TASK TO COMPLETE> Rewrite all of the data below with "pixel coordinates" swapped for "image coordinates" everywhere it occurs, leaving everything else unchanged. Omit the pictures from your answer.

Location labeling data>
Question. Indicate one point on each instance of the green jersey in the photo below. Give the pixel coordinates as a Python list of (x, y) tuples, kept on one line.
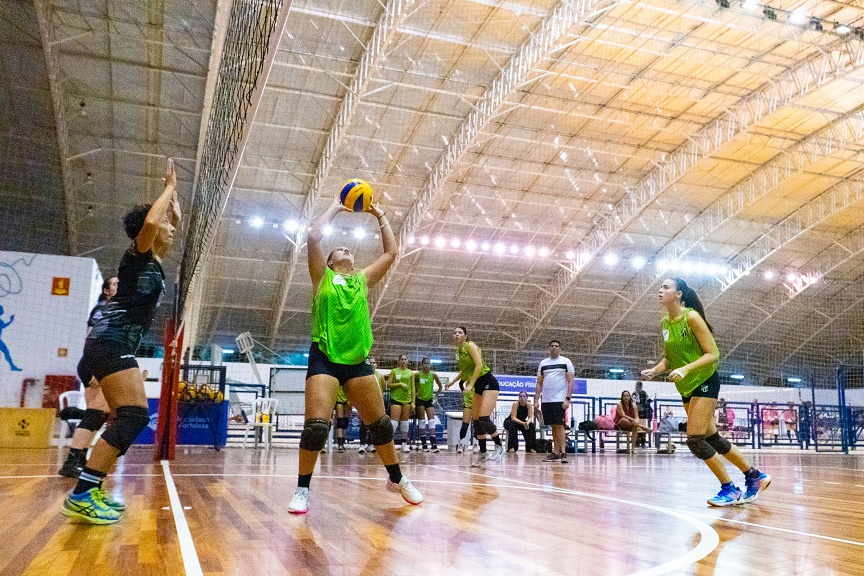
[(340, 318), (382, 384), (400, 394), (466, 364), (425, 383), (682, 348)]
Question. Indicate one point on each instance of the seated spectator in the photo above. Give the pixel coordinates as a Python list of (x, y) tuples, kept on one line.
[(521, 419), (644, 410), (626, 416), (790, 419)]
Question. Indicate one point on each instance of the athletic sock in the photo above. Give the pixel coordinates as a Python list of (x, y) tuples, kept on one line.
[(89, 478), (394, 472), (463, 431)]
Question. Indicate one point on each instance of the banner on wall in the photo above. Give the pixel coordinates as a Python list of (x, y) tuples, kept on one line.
[(515, 384)]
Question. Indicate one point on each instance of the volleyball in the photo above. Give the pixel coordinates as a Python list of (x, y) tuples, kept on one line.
[(356, 195)]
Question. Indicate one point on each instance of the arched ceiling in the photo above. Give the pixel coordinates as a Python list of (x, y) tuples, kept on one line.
[(709, 143)]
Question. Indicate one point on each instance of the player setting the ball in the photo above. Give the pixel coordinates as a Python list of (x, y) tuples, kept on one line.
[(341, 341)]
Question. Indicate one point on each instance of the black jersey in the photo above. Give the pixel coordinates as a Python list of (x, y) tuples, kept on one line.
[(127, 316), (96, 313)]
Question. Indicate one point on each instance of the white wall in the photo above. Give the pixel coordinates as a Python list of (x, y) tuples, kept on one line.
[(44, 323)]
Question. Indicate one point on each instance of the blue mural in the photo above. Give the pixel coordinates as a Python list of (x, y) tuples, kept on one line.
[(3, 348)]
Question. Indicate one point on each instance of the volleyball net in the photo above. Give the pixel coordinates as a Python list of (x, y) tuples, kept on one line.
[(251, 39)]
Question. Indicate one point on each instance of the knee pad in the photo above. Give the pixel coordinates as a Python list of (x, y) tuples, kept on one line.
[(130, 421), (719, 443), (93, 419), (381, 431), (314, 434), (700, 447), (486, 424)]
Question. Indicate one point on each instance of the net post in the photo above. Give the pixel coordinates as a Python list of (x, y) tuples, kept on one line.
[(166, 429)]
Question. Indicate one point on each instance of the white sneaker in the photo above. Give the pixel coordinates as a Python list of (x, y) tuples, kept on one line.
[(409, 493), (480, 459), (300, 501)]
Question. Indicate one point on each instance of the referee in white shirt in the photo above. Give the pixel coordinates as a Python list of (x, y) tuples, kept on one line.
[(555, 377)]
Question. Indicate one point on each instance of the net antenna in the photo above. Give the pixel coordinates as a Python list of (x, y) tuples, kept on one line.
[(245, 343)]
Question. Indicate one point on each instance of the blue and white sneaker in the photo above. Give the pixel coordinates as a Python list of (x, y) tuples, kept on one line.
[(756, 486), (727, 497)]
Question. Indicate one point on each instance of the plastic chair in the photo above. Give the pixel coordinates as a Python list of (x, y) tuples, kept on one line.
[(264, 419), (66, 399)]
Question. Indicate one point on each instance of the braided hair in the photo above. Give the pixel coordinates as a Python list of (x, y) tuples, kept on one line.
[(691, 300)]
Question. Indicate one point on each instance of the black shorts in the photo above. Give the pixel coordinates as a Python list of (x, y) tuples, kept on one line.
[(708, 389), (485, 382), (102, 358), (320, 364), (553, 413)]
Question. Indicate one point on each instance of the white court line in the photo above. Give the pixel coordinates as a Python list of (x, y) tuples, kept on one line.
[(706, 516), (187, 546), (787, 530), (708, 537)]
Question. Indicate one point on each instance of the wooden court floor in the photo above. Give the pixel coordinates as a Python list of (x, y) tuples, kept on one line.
[(602, 514)]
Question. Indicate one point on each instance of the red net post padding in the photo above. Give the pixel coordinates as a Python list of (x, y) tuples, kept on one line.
[(166, 429)]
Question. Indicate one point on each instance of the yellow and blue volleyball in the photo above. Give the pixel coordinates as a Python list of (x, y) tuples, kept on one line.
[(356, 195)]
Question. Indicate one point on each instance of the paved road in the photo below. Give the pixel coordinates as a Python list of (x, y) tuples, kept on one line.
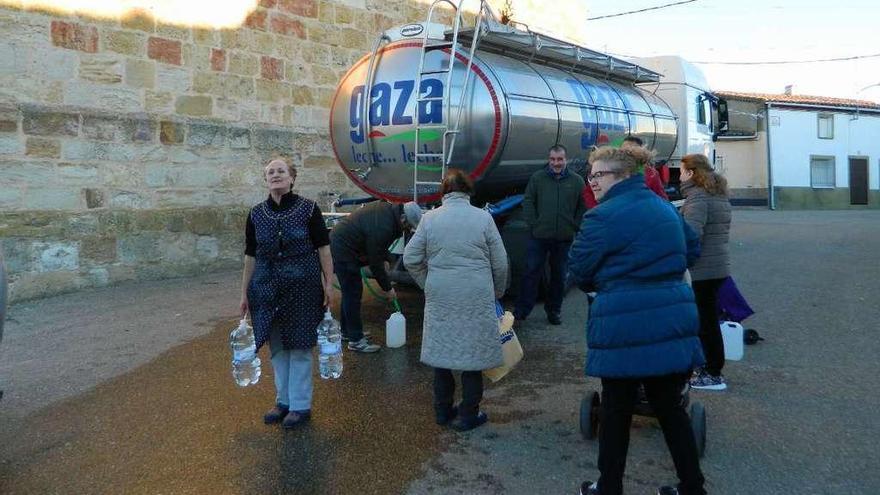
[(127, 390)]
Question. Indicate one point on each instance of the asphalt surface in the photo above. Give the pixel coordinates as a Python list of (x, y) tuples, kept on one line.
[(128, 390)]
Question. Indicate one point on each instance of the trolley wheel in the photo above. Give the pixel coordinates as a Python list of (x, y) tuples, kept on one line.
[(590, 415), (698, 425)]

OUTPUT OF THE EXERCISE>
Question. Indicate one point on each instance of the green jersey in the photo below. Give the image coordinates as a Python list of (x, y) tuples, kept on one line.
[(340, 318), (382, 384), (400, 394), (466, 364), (425, 383), (682, 348)]
Question. Indicate one point on each instance of the seated spectator in the photo above. Give the image coordinates as a Python list of (x, y) tuples, kept on one line.
[(521, 419), (644, 410), (626, 416), (790, 419)]
Question. Indicate one point on each instance of the athletic sock in the photo above. Give the image coordinates as a Python list of (x, y) tuples, kept on one line.
[(89, 478), (394, 472), (463, 431)]
Question. Indicate one point on each instance of the banner on wall in the photo above. Give the image coordinates as a Python list of (x, y) tuples, kept on one line.
[(515, 384)]
Question. Indicate one point on each instance of the volleyball in the photo above. Give the image coordinates as a Python list of (x, y) tuples, kept on one line.
[(356, 195)]
Question. Indicate one point on each instance of the arched ceiling in the photo above. Give the image coordinates as a Python list of (x, y) tuples, kept on one line.
[(709, 143)]
Question. Indicate one point on each instance of the player setting the ball in the photo above. Give the image coordinates as a Python list of (x, y) tuples, kept on one line.
[(341, 341)]
Question. Indicate one point on each instance of the black jersey in the photo above. Give the image coordinates as a Python list of (x, y) tuples, kept on one line.
[(127, 316), (96, 313)]
Question. Indicate one point on each instance of the white wall in the photo above. Give the image coordinates as a Python list of (x, y) tuples, kept on one line.
[(44, 323)]
Question. Indicate one point on each instance of the blue mural in the photo above. Give the image coordinates as a Python list of (x, y) tuples, kept on one line.
[(3, 348)]
Question. Indicate one point on each instance of the volleyball net in the photo above. Give the image coordinates as a Python list of (x, y) tuples, kept on one line.
[(251, 39)]
Question. Indicate one point on each instance of the knee pad in the photo above. Give the image coordinates as a Python list of (x, y) tuples, kept on one line.
[(130, 421), (719, 443), (93, 419), (381, 431), (314, 434), (700, 447), (486, 424)]
Question. Indicate one point on each instance of the net post in the photo above. Give the image coordinates as a Python list of (x, y) tuples, kept on one line.
[(166, 429)]
Question. Indicate one point on each instance of the white sneaker in the photo above. Give the image coordinates as a Python list of (x, y) tuples, kept on one line.
[(409, 493), (480, 459), (300, 501)]
Question. Indicate one point on each instance of the referee in white shirt in the photo above. Give the image coordinates as a Python list of (x, y) tuples, kept on one line.
[(555, 377)]
Question. Indicate one point on each instance of the net antenna in the photo above. Give the image coordinates as a Python list of (x, y) tuples, kept on one line.
[(245, 343)]
Question. Indicate one point on each instance of the blue and white sneaker in the photo above. Give the image coordinates as a Python list of (x, y) tuples, kept on one line.
[(756, 486), (727, 497)]
Question. Indicate one point on each instance of the plastic chair in the photo above. Give the image coordinates as a Python list of (x, y) tuples, kept on one line.
[(264, 419), (66, 399)]
Question. Indicate one point on each instance of the braided hair in the photo above. Give the image coordinates as a Python list of (x, y) tuples, kept on one line.
[(691, 300)]
Question. Indicate one point on each instance of the black shorts in the photo above. Give the image coordinates as a Python list of (x, y) tuples, kept on one line.
[(708, 389), (485, 382), (102, 358), (320, 364), (553, 413)]
Question. Indicate one point on each instance of the white court line in the photo above. Give the image coordinates as a Python list of (x, y) tuples, kept on one line.
[(706, 516), (187, 546), (787, 530), (708, 537)]
Question. Indicate one point on each instance of the wooden court floor in the photo above. Give the image coordinates as a Python list of (x, y) tuples, kept on one line.
[(602, 514)]
Question. Indicate one point on each instance of the red net post padding in the photo above. Give the image coordinates as a Python list of (x, y) tuples, kept on one line.
[(166, 429)]
Question. Indicate one point on each instance of the yellow and blue volleyball in the photo above. Give the image coordinates as a Python list of (x, y) tuples, kept on one line.
[(356, 195)]
Question. Indicate one point on each instance of the paved road in the photo below. Give the image coordinates as a Python list of (x, y) tuples, kept on one line.
[(127, 390)]
Question. Indicate one point on each instance of the asphalt surface in the photo above. Give the image coordinates as a Python list of (x, y) tuples, kept on one line.
[(128, 390)]
Question. Indicate one point on each instance of the trolley wheel in the photo above. Give the image coordinates as a Python list of (x, y) tuples, kept on one line.
[(590, 415), (698, 425)]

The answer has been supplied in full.